- [What is expected]:
Give back exactly the stretch of data below from the line holding "need bbox / purple petal" through the line holding "need bbox / apartment building", both ends included, and leave the remaining lines out.

- [Source material]:
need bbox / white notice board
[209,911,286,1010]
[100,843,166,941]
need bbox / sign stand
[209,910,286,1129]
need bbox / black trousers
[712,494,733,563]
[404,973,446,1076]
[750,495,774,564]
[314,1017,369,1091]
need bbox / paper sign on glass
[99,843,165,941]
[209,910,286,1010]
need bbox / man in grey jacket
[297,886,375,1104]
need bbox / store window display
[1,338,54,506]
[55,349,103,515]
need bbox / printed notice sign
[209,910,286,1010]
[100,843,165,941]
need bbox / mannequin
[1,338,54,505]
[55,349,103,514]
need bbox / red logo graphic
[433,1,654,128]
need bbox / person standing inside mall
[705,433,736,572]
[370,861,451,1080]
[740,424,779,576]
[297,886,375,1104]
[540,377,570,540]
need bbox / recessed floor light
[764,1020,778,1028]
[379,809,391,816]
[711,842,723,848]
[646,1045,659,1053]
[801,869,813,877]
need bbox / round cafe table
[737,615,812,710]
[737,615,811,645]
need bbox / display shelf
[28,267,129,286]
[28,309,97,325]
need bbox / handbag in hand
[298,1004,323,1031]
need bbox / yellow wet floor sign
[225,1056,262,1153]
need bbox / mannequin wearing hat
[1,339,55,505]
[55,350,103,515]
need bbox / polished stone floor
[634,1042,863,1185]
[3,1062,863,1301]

...

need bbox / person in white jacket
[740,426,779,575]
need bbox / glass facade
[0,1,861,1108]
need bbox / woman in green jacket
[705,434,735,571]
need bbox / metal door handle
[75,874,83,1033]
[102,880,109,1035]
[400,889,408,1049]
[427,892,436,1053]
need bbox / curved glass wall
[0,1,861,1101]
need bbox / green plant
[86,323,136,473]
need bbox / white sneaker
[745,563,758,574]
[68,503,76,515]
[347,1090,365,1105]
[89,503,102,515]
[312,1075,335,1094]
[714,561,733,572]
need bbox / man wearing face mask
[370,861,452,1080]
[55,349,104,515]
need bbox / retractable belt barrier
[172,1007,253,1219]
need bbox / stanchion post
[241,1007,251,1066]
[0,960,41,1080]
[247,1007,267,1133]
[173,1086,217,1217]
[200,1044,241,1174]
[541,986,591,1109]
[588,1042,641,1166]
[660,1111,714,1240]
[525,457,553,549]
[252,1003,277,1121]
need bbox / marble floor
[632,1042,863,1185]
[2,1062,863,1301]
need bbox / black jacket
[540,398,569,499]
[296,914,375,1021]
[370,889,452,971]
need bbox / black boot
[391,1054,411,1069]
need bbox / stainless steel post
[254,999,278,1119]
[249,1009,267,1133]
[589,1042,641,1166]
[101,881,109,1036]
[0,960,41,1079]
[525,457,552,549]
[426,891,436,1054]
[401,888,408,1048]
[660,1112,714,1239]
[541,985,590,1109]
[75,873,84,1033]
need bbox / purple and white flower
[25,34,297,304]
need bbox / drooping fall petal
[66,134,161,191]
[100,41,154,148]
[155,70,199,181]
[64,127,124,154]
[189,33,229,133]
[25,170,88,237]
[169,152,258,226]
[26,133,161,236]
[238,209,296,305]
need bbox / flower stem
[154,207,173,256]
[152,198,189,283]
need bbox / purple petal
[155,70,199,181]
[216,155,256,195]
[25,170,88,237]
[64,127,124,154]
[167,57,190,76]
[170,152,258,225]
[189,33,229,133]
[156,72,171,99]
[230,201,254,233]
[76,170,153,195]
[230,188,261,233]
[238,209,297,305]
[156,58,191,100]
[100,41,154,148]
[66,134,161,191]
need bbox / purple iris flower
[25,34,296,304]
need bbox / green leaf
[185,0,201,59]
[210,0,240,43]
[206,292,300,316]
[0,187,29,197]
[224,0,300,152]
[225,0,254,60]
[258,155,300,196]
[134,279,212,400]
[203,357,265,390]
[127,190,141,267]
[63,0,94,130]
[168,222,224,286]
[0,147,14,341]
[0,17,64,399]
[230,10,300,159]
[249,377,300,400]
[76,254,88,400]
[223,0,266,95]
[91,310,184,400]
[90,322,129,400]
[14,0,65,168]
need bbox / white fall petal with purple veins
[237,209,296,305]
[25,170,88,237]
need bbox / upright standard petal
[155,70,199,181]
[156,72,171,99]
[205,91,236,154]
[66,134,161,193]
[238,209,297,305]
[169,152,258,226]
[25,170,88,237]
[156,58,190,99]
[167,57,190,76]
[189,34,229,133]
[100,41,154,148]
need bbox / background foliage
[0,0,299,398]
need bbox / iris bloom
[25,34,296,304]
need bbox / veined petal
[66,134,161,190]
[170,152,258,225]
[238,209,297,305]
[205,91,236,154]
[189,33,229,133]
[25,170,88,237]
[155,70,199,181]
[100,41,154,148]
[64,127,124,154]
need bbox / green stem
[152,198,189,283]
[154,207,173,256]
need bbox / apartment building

- [Response below]:
need bbox / purple petal
[155,70,199,181]
[216,155,256,195]
[25,170,88,237]
[64,127,124,154]
[167,57,190,76]
[170,152,258,225]
[189,33,229,133]
[156,72,171,99]
[230,201,254,233]
[76,170,153,195]
[230,188,261,233]
[238,209,297,305]
[156,58,191,100]
[100,41,154,148]
[66,134,161,191]
need bbox / purple iris flower
[25,34,296,304]
need bbox / green leaf
[185,0,201,59]
[210,0,240,43]
[206,292,300,316]
[0,187,29,197]
[224,0,300,152]
[225,0,254,60]
[258,155,300,196]
[134,279,212,400]
[203,357,265,390]
[127,190,141,267]
[63,0,94,130]
[168,222,224,286]
[0,147,14,341]
[0,17,64,399]
[230,10,300,159]
[249,377,300,400]
[76,254,88,400]
[223,0,266,95]
[91,310,184,400]
[90,322,129,400]
[14,0,65,168]
need bbox / white fall petal with purple veins
[237,209,296,305]
[25,170,88,237]
need bbox / upright standard petal
[155,70,199,181]
[156,72,171,99]
[205,91,236,154]
[66,134,161,193]
[238,209,297,305]
[169,152,258,226]
[25,170,88,237]
[156,58,190,99]
[167,57,190,76]
[189,34,229,133]
[100,41,154,148]
need bbox / background foliage
[0,0,299,398]
need bbox / iris bloom
[25,34,296,304]
need bbox / veined petal
[66,134,161,190]
[170,152,258,225]
[238,209,297,305]
[205,91,236,154]
[189,33,229,133]
[25,170,88,237]
[155,70,199,181]
[100,41,154,148]
[64,127,124,154]
need bbox / green stem
[152,198,189,283]
[154,207,173,256]
need bbox / apartment building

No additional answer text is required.